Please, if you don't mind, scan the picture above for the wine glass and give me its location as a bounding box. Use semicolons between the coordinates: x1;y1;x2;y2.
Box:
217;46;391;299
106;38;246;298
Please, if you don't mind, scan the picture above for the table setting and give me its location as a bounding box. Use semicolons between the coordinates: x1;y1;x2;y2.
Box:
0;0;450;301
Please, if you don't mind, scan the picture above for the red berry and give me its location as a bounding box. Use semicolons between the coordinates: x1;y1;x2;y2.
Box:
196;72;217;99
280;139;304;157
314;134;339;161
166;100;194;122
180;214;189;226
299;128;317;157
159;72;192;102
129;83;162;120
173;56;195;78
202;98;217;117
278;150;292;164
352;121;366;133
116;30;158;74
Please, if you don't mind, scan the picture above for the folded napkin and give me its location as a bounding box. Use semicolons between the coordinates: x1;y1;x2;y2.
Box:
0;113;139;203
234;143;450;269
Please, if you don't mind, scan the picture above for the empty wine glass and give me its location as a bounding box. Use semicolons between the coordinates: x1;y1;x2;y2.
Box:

* * * * * * * * *

**WHAT YOU ARE ASKED TO DO:** Can you repeat all of the material above word for word, without changing anything?

**OUTPUT BELOW:**
Please, if you don't mind, scan the picture above for the wine glass and give me its location as a bounding box. Use semicolons between the coordinates: x1;y1;x2;y2.
Box:
217;46;391;299
106;38;246;298
Please, if you don't mind, scan the picture above for the table setting and give me its location as a bounding box. Use semicolons between the coordinates: x1;y1;x2;y2.
Box:
0;0;450;301
Please, if you don't mind, scan the picture above for the red berry and give me its location as a bounding box. Use semicolons between the coordinates: x1;y1;x2;y2.
Box:
196;72;217;99
280;139;304;157
314;134;339;161
166;100;194;122
180;214;189;226
299;128;317;157
159;72;192;102
129;83;162;120
173;56;195;78
202;98;217;117
278;150;292;164
352;121;366;133
116;30;158;74
Please, if you don't mind, scan the picture above for the folded napkin and give me its location as a bounding box. Use semicolons between the coordinates: x1;y1;x2;y2.
Box:
0;113;139;203
234;143;450;269
Please, if you don't mind, scan the picture above for the empty wine glass and give me its location as a bounding box. Use semicolons between the coordinates: x1;y1;x2;y2.
Box:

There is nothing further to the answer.